## Texto fornecido
▬▬▬▬▬▬
Intervenção da
Deputada Heloísa Apolónia
(PEV)
Sessão solene do 25 de Abril
25 de Abril de 2015
Senhor Presidente da República,
Senhora Presidente da Assembleia da
República,
Senhor Primeiro Ministro e demais
membros do Governo,
Senhor Presidente do Supremo Tribunal de
Justiça e Senhor Presidente do Tribunal Constitucional,
Senhoras e Senhores Deputados,
Estimadas e estimados convidados,
Minhas Senhoras e meus Senhores,
Se o 25 de Abril foi, nas palavras de
Sophia de Mello Breyner, «Como casa limpa / como chão varrido / como porta
aberta», poderemos nós admitir que se impregnem nódoas, manchas de sujidade
sobre a democracia que os capitães de Abril e o povo conquistaram para
Portugal?
Permitam-me que precise esta
interrogação. Com o 25 de abril as palavras, as ideias, a intervenção ativa na
sociedade, até então oprimidas pelo regime fascista, ganharam asas, cor e
resultados. Foram, então, reivindicados e conquistados inúmeros direitos
sociais e o povo era construtor desse progresso. Agora, vejam bem que, há
algumas semanas, o Grupo Parlamentar dos Verdes recebeu uma denúncia, sobre uma
questão laboral de um serviço público, de uma pessoa que colocava
desesperadamente o seu problema aos eleitos e pedia ação junto do Governo para
a sua resolução. Era estranhamente uma denúncia onde a pessoa não se
identificava, questão justificada, pela própria, por medo de perder o emprego.
Por medo de perder o emprego! Não foi a primeira denúncia anónima a chegar
nestes termos ultimamente ao Parlamento. Hoje, que aqui na Assembleia da
República comemoramos o 25 de abril, a pergunta que se impõe é: o que é que se
passa neste país 41 anos depois do 25 de abril?
Também há relativamente poucos dias os
Verdes estiveram, como é habitual, num encontro com população, onde um homem
afirmou que, tendo querido, não tinha ousado participar numa ação pública de
esclarecimento porque receava que viessem a identificá-lo como uma voz
reivindicativa na sua empresa. Pergunta-se: onde é que chegámos 41 anos depois
do 25 de abril?
▬▬▬▬▬▬
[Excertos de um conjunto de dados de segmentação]
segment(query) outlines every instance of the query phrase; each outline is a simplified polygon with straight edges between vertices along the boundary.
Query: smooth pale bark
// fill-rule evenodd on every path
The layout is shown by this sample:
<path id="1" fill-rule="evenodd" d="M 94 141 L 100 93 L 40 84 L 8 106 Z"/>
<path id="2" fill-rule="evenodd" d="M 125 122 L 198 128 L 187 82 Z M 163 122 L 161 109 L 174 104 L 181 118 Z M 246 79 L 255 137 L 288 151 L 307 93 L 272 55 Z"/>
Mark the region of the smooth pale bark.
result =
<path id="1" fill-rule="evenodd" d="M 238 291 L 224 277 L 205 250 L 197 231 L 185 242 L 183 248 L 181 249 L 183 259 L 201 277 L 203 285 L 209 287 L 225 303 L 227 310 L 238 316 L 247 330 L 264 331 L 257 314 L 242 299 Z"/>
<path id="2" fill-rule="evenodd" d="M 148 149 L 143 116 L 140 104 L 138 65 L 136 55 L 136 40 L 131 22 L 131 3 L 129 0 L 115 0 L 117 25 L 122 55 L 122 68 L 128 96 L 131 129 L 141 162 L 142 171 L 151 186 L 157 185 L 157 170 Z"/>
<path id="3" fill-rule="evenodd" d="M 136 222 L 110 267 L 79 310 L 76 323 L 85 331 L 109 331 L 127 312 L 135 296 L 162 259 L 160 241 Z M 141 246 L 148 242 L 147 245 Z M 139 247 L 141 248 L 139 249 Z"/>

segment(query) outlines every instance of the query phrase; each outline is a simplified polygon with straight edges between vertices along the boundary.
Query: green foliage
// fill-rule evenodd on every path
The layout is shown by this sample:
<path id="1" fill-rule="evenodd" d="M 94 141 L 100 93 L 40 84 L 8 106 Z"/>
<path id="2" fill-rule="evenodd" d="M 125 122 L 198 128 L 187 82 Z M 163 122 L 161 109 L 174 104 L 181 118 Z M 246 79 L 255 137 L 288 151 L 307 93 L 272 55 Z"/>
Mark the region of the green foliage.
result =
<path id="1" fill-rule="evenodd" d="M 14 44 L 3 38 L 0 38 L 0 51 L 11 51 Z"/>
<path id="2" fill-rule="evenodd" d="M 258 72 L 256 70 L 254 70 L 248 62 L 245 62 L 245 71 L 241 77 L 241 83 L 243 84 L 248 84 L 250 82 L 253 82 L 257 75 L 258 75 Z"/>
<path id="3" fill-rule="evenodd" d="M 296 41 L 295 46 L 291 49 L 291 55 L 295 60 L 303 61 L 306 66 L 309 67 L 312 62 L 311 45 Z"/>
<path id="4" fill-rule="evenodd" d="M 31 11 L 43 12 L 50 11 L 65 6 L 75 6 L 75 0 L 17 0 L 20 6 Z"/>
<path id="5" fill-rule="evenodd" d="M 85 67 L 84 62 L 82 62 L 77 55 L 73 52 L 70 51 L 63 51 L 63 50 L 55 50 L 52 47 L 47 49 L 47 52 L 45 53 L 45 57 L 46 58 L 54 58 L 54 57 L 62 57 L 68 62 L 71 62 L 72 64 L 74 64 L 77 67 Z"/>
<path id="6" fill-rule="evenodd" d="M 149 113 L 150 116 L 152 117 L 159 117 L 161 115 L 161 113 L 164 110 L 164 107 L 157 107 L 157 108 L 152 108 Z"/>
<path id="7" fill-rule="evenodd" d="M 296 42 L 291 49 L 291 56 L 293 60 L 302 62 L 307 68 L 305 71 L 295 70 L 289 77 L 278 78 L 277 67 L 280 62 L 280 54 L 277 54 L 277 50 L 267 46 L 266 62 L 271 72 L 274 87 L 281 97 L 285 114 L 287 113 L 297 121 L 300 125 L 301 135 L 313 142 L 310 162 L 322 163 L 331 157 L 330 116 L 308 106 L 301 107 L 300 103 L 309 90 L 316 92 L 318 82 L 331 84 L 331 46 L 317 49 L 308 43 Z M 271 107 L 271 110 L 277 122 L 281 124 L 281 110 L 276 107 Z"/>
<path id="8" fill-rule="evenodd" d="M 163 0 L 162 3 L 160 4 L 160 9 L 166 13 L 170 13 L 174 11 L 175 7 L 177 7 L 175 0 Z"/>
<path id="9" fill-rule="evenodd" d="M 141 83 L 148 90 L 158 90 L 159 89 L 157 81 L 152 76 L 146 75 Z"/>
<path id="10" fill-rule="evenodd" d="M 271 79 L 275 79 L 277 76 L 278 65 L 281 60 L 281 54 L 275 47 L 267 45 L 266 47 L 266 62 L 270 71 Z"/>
▬▬▬▬▬▬
## Tarefas a realizar
**1.** Cite o trecho da intervenção que começa nas palavras "Por medo de perder o emprego!" e termina depois de "depois do 25 de abril?", sem alterar nada.
**2.** Reescreva os registos desde o início até à linha que contém "136 222 L 110", ambas incluídas e com os pedidos, multiplicando por 0,85 cada coordenada das respostas e arredondando-a ao inteiro mais próximo, com as metades para cima. Apresente apenas essas linhas.

## Respostas às tarefas
**1.**
Por medo de perder o emprego! Não foi a primeira denúncia anónima a chegar
nestes termos ultimamente ao Parlamento. Hoje, que aqui na Assembleia da
República comemoramos o 25 de abril, a pergunta que se impõe é: o que é que se
passa neste país 41 anos depois do 25 de abril?

**2.**
segment(query) outlines every instance of the query phrase; each outline is a simplified polygon with straight edges between vertices along the boundary.
Query: smooth pale bark
// fill-rule evenodd on every path
The layout is shown by this sample:
<path id="1" fill-rule="evenodd" d="M 94 141 L 100 93 L 40 84 L 8 106 Z"/>
<path id="2" fill-rule="evenodd" d="M 125 122 L 198 128 L 187 82 Z M 163 122 L 161 109 L 174 104 L 181 118 Z M 246 79 L 255 137 L 288 151 L 307 93 L 272 55 Z"/>
Mark the region of the smooth pale bark.
result =
<path id="1" fill-rule="evenodd" d="M 202 247 L 190 235 L 174 213 L 167 196 L 157 206 L 156 211 L 154 212 L 156 220 L 171 235 L 173 242 L 178 244 L 191 258 L 193 264 L 202 269 L 210 281 L 224 281 L 218 267 L 206 254 Z"/>
<path id="2" fill-rule="evenodd" d="M 126 127 L 122 99 L 119 88 L 117 55 L 116 47 L 116 34 L 111 19 L 111 3 L 110 0 L 98 0 L 99 21 L 104 47 L 104 58 L 109 82 L 111 110 L 120 138 L 121 145 L 128 158 L 133 157 L 133 145 Z"/>
<path id="3" fill-rule="evenodd" d="M 116 189 L 94 227 L 67 264 L 65 275 L 72 281 L 93 281 L 108 265 L 115 252 L 138 220 L 136 205 Z M 120 209 L 126 206 L 125 208 Z M 118 210 L 120 211 L 118 212 Z"/>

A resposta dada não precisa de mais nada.